▸ What is needed: Your output should be the exact lines from the start of the data through the line containing "Crossing-audit request: pin the barefoot", with no pictures.
Top of Provided entries
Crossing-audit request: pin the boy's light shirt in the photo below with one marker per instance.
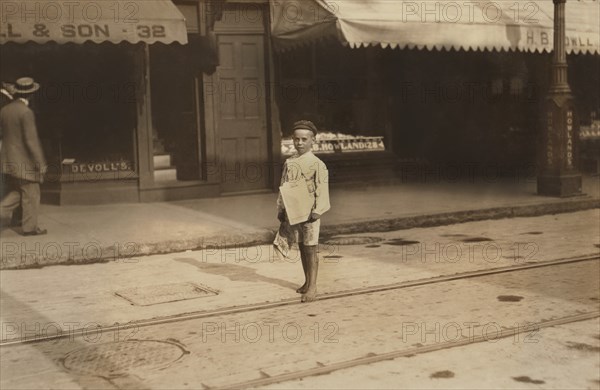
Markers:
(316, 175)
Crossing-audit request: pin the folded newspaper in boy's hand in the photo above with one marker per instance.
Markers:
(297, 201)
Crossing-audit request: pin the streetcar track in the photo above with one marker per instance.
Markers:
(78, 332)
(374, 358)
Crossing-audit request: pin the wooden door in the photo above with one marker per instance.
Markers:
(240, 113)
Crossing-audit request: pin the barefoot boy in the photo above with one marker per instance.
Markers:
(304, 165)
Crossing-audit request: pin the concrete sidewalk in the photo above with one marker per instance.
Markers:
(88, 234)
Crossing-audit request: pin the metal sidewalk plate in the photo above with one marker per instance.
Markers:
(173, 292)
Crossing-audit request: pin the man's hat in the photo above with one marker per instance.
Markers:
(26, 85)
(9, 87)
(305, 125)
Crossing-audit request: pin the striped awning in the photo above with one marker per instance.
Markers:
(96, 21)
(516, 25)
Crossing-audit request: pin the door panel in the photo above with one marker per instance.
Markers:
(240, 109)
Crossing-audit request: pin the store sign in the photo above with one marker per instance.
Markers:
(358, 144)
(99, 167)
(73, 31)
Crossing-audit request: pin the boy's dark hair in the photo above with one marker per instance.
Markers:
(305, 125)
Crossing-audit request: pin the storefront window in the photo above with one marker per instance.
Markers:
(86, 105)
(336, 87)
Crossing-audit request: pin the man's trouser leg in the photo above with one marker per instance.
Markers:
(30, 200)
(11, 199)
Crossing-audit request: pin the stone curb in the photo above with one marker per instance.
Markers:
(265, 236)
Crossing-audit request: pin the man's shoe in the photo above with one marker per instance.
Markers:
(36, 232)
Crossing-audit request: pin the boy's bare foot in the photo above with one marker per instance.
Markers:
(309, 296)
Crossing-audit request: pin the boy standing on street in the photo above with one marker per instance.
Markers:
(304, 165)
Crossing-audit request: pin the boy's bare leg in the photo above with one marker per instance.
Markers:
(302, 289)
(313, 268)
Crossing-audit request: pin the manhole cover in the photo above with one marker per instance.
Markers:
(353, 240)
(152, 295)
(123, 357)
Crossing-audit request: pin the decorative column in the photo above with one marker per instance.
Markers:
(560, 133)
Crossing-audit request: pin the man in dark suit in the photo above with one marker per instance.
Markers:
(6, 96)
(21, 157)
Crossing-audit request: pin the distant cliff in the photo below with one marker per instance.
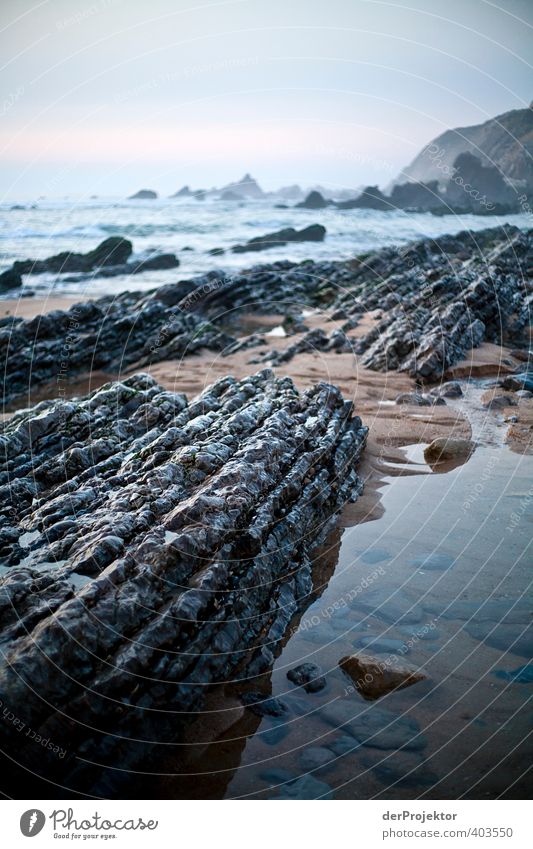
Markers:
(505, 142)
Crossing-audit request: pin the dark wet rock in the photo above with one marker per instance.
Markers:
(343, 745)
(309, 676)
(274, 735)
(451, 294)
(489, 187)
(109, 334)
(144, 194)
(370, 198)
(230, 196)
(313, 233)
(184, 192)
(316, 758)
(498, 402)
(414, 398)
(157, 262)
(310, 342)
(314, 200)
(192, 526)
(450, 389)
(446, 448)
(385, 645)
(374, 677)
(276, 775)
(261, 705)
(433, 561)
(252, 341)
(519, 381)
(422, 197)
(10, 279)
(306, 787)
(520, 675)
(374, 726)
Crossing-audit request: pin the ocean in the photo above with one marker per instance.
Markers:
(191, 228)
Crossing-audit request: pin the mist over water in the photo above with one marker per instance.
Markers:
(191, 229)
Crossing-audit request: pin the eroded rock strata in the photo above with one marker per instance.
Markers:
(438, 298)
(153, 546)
Bottom of Provided entries
▸ Exercise response:
Crossing-audit request: pin the boy's light shirt in the photo below with one marker per instance.
Markers:
(316, 175)
Crossing-audit request: pin the folded newspaper in boy's hand in the photo above with one marker per instance.
Markers:
(297, 201)
Crossing-audit request: pin the streetcar track in the photo above with one marker per instance.
Markers:
(78, 332)
(374, 358)
Crossing-audit request: pin the wooden door in the photo above with one marker per instance.
Markers:
(240, 113)
Crossing-audit request: pin the barefoot boy in the photo above with one marker per instance.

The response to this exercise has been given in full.